Written tasks:
A – In the Scraper Tool configuration guide, what prefix do the environment variables use?
B – Resume the Scraper Tool configuration guide after its last line.

Extract to read:
··········

Scraper Tool Configuration Guide

Overview

The Scraper Tool provides comprehensive web scraping capabilities with multiple HTTP clients, JavaScript rendering, HTML parsing, and security features. It supports httpx, urllib, Playwright for JavaScript rendering, BeautifulSoup for HTML parsing, and Scrapy integration for advanced crawling. The tool can be configured via environment variables using the SCRAPER_TOOL_ prefix or through programmatic configuration when initializing the tool.

Using .env Files in Your Project

When using aiecs as a dependency in your project, you can store configuration in a .env file for convenience. The Scraper Tool reads from environment variables that are already loaded into the process, so you need to load the .env file in your application before importing aiecs tools.

Setting Up .env Files

1. Install python-dotenv:

pip install python-dotenv

2. Create a .env file in your project root:

# .env file in your project root
SCRAPER_TOOL_USER_AGENT=MyScraperBot/1.0
SCRAPER_TOOL_MAX_CONTENT_LENGTH=10485760
SCRAPER_TOOL_OUTPUT_DIR=/path/to/outputs
SCRAPER_TOOL_SCRAPY_COMMAND=scrapy
SCRAPER_TOOL_ALLOWED_DOMAINS=["example.com","api.example.com"]
SCRAPER_TOOL_BLOCKED_DOMAINS=["blocked.com","malicious.com"]
SCRAPER_TOOL_USE_STEALTH=false

3. Load the .env file in your application:

# main.py or app.py - at the top of your entry point
from dotenv import load_dotenv

# Load environment variables from .env file
# This must be done BEFORE importing aiecs tools
load_dotenv()

# Now import and use aiecs tools
from aiecs.tools.scraper_tool import ScraperTool

# The tool will automatically use the environment variables
scraper_tool = ScraperTool()

Multiple Environment Files

You can use different .env files for different environments:

import os
from dotenv import load_dotenv

# Load environment-specific configuration
env = os.getenv('APP_ENV', 'development')

if env == 'production':
    load_dotenv('.env.production')
elif env == 'staging':
    load_dotenv('.env.staging')
else:
    load_dotenv('.env.development')

from aiecs.tools.scraper_tool import ScraperTool
scraper_tool = ScraperTool()

··········

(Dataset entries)

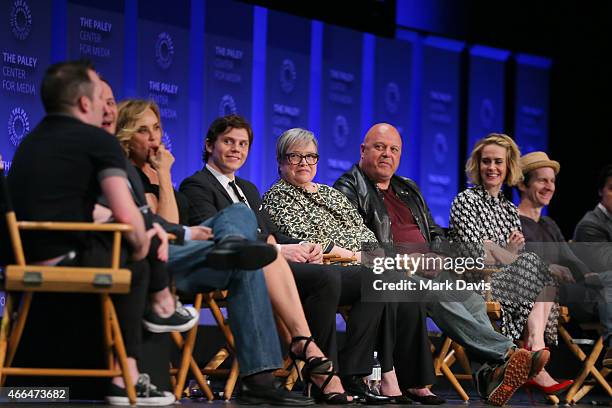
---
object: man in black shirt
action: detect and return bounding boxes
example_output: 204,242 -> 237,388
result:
8,62 -> 174,405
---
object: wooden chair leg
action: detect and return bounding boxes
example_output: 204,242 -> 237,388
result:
0,293 -> 13,386
565,336 -> 603,404
223,356 -> 238,401
452,342 -> 472,375
189,357 -> 215,401
101,294 -> 115,369
101,293 -> 136,405
434,337 -> 470,401
440,364 -> 470,401
434,337 -> 453,375
171,326 -> 214,401
6,292 -> 33,367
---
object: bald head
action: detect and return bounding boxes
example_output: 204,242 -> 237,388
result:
359,123 -> 402,188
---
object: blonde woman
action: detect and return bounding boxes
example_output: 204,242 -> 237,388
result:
449,133 -> 572,394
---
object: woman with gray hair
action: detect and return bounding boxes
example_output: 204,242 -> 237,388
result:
263,128 -> 445,405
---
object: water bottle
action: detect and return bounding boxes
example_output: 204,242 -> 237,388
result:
367,351 -> 382,395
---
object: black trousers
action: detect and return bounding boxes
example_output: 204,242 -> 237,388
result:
72,234 -> 152,360
289,262 -> 385,375
378,302 -> 436,390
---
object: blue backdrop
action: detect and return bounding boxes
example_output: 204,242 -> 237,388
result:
0,0 -> 551,215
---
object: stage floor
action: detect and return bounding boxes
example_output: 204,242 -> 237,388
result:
2,390 -> 612,408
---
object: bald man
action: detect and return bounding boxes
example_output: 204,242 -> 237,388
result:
334,123 -> 548,405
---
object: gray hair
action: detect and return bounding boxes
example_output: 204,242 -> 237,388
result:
276,128 -> 319,164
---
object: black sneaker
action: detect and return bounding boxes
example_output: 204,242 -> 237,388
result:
105,374 -> 176,407
142,300 -> 200,333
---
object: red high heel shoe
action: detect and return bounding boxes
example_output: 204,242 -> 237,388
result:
524,347 -> 550,380
525,379 -> 574,395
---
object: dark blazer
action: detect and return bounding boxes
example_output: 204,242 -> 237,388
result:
334,164 -> 446,252
574,206 -> 612,272
179,167 -> 300,244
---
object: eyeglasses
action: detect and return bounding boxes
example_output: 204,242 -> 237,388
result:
285,153 -> 319,165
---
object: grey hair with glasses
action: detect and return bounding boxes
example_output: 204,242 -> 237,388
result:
276,128 -> 319,164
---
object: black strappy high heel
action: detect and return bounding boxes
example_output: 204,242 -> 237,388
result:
289,336 -> 352,405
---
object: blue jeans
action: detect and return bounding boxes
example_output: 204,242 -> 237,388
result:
414,272 -> 514,364
168,204 -> 282,376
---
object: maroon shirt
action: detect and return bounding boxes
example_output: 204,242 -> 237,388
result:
382,188 -> 427,252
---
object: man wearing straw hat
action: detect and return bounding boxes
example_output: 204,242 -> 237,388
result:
518,152 -> 612,366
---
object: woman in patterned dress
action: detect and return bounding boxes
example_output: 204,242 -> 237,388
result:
263,128 -> 445,405
449,133 -> 571,392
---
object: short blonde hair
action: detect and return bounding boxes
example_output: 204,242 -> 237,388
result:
116,99 -> 163,155
465,133 -> 523,186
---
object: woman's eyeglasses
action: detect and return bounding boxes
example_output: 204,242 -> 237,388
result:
285,153 -> 319,165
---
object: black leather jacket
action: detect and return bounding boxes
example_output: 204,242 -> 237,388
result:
334,164 -> 446,252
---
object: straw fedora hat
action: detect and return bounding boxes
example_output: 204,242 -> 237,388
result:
519,152 -> 561,175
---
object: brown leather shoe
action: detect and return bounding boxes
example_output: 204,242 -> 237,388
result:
603,346 -> 612,368
487,349 -> 531,407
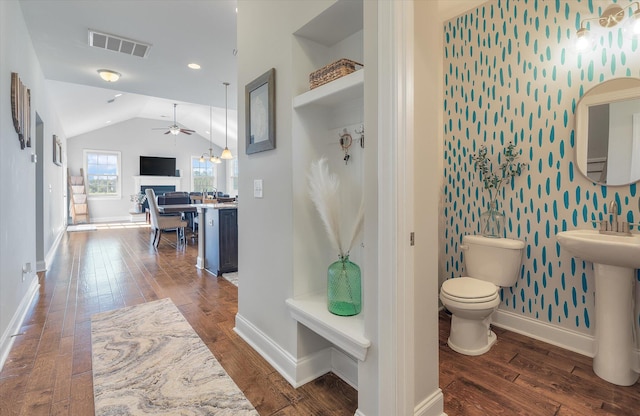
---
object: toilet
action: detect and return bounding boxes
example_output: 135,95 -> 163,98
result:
440,235 -> 524,355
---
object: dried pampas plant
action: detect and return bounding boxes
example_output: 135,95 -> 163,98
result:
309,158 -> 364,257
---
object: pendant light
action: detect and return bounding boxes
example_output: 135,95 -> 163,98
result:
220,82 -> 233,159
200,106 -> 222,163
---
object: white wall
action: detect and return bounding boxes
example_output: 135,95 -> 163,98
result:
236,1 -> 332,368
0,1 -> 66,363
67,118 -> 231,222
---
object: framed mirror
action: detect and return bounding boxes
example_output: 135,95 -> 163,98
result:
576,78 -> 640,186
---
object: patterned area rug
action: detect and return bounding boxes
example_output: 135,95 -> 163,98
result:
91,299 -> 258,416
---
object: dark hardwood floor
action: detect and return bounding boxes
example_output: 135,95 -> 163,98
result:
0,228 -> 640,416
439,312 -> 640,416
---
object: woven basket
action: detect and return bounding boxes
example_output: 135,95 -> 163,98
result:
309,59 -> 362,89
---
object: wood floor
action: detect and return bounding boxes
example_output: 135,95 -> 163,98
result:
0,228 -> 640,416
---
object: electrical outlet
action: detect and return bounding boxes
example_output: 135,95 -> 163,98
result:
253,179 -> 262,198
22,263 -> 31,282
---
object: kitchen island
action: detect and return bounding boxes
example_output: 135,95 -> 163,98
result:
196,203 -> 238,276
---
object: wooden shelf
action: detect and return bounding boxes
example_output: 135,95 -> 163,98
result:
287,294 -> 371,361
293,68 -> 364,109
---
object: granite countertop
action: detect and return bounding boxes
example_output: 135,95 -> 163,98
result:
197,202 -> 238,209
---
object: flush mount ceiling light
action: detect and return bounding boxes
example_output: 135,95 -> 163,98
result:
576,1 -> 640,51
220,82 -> 233,159
200,106 -> 222,163
98,69 -> 120,82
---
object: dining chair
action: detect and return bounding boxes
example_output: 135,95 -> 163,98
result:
145,188 -> 187,247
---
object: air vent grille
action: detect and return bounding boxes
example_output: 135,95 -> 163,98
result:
89,30 -> 151,58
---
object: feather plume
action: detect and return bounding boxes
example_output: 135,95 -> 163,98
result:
309,158 -> 344,256
341,193 -> 364,254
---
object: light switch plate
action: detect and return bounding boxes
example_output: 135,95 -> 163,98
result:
253,179 -> 262,198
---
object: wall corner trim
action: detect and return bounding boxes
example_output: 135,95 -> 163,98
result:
0,274 -> 40,371
413,389 -> 447,416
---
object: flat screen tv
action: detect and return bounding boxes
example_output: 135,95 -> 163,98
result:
140,156 -> 176,176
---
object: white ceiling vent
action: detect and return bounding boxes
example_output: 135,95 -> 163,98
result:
89,30 -> 151,58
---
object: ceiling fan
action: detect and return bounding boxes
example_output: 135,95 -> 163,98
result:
152,104 -> 196,136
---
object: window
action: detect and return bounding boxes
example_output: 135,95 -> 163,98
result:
191,156 -> 218,192
84,150 -> 121,198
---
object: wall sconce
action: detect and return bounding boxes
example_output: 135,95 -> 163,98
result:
576,1 -> 640,51
98,69 -> 120,82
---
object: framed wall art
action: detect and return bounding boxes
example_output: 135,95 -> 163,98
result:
245,68 -> 276,155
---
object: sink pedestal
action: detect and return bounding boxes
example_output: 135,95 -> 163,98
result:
593,263 -> 638,386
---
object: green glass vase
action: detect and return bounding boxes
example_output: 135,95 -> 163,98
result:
327,255 -> 362,316
480,199 -> 505,238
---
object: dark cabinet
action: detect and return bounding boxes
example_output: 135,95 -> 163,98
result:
205,208 -> 238,276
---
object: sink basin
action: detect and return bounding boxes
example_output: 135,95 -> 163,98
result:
556,230 -> 640,386
556,230 -> 640,269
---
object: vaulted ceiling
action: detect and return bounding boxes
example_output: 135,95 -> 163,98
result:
20,0 -> 237,148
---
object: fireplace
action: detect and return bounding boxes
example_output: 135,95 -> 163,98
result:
133,176 -> 182,212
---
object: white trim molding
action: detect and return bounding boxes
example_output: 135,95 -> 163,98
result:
491,309 -> 640,373
491,309 -> 595,357
0,273 -> 40,371
413,389 -> 447,416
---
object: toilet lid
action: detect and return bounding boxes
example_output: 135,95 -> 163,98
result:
442,277 -> 498,302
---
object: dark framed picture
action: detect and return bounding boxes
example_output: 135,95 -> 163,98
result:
245,68 -> 276,155
53,134 -> 62,166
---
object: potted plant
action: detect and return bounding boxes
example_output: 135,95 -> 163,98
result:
472,142 -> 527,238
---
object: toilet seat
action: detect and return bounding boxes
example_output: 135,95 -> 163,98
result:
440,277 -> 499,304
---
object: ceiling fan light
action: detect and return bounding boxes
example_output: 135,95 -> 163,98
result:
98,69 -> 121,82
220,146 -> 233,160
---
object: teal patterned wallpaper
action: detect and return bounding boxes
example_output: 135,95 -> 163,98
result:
441,0 -> 640,333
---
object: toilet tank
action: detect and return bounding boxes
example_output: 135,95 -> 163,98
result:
462,235 -> 524,287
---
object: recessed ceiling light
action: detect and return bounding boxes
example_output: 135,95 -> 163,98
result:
98,69 -> 120,82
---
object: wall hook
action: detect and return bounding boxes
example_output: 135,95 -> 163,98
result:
340,129 -> 353,165
356,125 -> 364,149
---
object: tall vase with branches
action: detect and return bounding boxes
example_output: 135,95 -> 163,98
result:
309,158 -> 364,316
472,142 -> 527,238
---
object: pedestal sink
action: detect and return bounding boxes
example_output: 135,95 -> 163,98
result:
556,230 -> 640,386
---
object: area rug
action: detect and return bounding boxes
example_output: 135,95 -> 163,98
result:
91,299 -> 258,416
222,272 -> 238,286
67,224 -> 97,232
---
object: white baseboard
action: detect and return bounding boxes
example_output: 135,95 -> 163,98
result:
491,309 -> 640,373
413,389 -> 447,416
0,273 -> 40,371
36,226 -> 66,272
330,348 -> 358,390
491,309 -> 595,357
234,313 -> 358,389
91,215 -> 131,224
233,313 -> 299,387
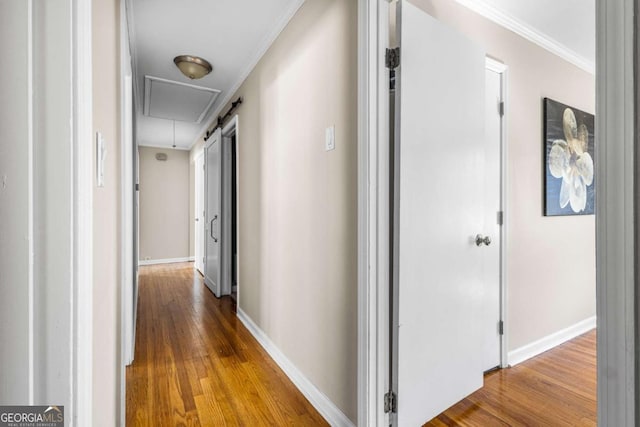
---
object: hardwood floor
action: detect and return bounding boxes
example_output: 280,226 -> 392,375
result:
425,330 -> 597,427
126,263 -> 327,427
126,263 -> 596,427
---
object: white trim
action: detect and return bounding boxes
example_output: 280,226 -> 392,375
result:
595,0 -> 640,427
138,142 -> 191,151
138,256 -> 196,265
27,0 -> 35,405
189,0 -> 306,150
69,0 -> 94,426
485,57 -> 509,368
509,316 -> 596,366
485,56 -> 509,74
456,0 -> 596,74
238,308 -> 355,427
358,0 -> 390,426
124,0 -> 142,115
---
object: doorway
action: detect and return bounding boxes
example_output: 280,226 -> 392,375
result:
221,115 -> 238,303
203,115 -> 238,300
194,153 -> 205,275
386,2 -> 506,425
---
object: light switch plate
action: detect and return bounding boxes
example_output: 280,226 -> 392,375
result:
324,125 -> 336,151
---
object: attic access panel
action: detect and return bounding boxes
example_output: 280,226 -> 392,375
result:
144,76 -> 220,123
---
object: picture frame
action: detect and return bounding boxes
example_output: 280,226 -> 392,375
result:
543,98 -> 595,216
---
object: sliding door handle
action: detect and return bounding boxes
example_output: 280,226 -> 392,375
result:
209,215 -> 218,243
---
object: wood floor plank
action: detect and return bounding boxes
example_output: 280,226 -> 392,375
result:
126,263 -> 327,427
425,330 -> 597,427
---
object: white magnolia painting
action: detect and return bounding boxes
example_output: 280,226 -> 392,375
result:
544,98 -> 595,216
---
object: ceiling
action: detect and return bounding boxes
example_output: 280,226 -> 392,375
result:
456,0 -> 596,73
127,0 -> 304,149
127,0 -> 595,149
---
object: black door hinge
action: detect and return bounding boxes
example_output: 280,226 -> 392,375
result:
384,47 -> 400,70
384,391 -> 397,414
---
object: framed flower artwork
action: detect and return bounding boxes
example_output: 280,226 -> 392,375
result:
544,98 -> 595,216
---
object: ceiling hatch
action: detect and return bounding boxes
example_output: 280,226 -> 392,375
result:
144,76 -> 220,123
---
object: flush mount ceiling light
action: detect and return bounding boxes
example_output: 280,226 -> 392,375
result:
173,55 -> 213,80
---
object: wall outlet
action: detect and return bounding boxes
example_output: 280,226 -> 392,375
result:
324,125 -> 336,151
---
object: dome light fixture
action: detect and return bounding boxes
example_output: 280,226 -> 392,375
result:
173,55 -> 213,80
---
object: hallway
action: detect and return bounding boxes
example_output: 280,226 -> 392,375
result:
126,263 -> 326,426
425,330 -> 596,427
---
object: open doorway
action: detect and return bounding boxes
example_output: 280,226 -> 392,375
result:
222,116 -> 238,303
385,0 -> 595,425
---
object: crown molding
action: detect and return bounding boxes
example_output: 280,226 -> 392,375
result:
189,0 -> 306,150
456,0 -> 596,75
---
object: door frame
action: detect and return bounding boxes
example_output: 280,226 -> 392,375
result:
486,56 -> 509,368
193,150 -> 205,276
358,0 -> 640,427
220,114 -> 240,305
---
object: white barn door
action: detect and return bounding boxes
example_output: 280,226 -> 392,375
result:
393,0 -> 486,426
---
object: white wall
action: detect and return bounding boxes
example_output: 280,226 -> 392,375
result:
0,0 -> 32,405
0,0 -> 73,411
412,0 -> 598,350
92,0 -> 121,427
192,0 -> 357,421
139,147 -> 192,261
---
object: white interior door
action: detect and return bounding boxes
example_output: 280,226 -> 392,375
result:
204,129 -> 222,297
194,153 -> 206,275
393,0 -> 486,426
479,68 -> 502,371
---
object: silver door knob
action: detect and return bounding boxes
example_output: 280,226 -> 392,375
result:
476,234 -> 491,246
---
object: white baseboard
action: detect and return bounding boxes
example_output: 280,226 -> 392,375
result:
138,257 -> 196,265
507,316 -> 596,366
238,308 -> 355,427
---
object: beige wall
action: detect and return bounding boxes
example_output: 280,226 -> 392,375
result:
92,0 -> 120,427
193,0 -> 357,421
139,147 -> 191,260
404,0 -> 596,350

··········

Outputs by task:
A – SCRAPER_TOOL_

B –
Example .env.production:

# Production settings - optimized for security and performance
SCRAPER_TOOL_USER_AGENT=ProductionScraper/2.0
SCRAPER_TOOL_MAX_CONTENT_LENGTH=52428800
SCRAPER_TOOL_OUTPUT_DIR=/app/scraper_outputs
SCRAPER_TOOL_ALLOWED_DOMAINS=["trusted-site.com","api.trusted-site.com"]
SCRAPER_TOOL_BLOCKED_DOMAINS=["malicious.com","spam.com"]
SCRAPER_TOOL_USE_STEALTH=true

Example .env.development:

# Development settings - more permissive for testing
SCRAPER_TOOL_USER_AGENT=DevScraper/1.0
SCRAPER_TOOL_MAX_CONTENT_LENGTH=10485760
SCRAPER_TOOL_OUTPUT_DIR=./scraper_outputs
SCRAPER_TOOL_ALLOWED_DOMAINS=[]
SCRAPER_TOOL_BLOCKED_DOMAINS=[]
SCRAPER_TOOL_USE_STEALTH=false

Best Practices for .env Files

  1. Never commit .env files to version control - Add .env to your .gitignore:

    # .gitignore
    .env
    .env.local
    .env.*.local
    .env.production
    .env.staging
    
  2. Provide a template - Create .env.example with documented dummy values:

    # .env.example
    # Scraper Tool Configuration
    
    # User agent for HTTP requests
    SCRAPER_TOOL_USER_AGENT=MyScraperBot/1.0
    
    # Maximum content length in bytes (10MB)
    SCRAPER_TOOL_MAX_CONTENT_LENGTH=10485760
    
    # Directory for output files
    SCRAPER_TOOL_OUTPUT_DIR=./scraper_outputs
    
    # Command to run Scrapy
    SCRAPER_TOOL_SCRAPY_COMMAND=scrapy
    
    # Allowed domains for scraping (JSON array)
    SCRAPER_TOOL_ALLOWED_DOMAINS=["example.com","api.example.com"]
    
    # Blocked domains for scraping (JSON array)
    SCRAPER_TOOL_BLOCKED_DOMAINS=["blocked.com","malicious.com"]
    
    # Enable stealth mode for Playwright (requires playwright-stealth)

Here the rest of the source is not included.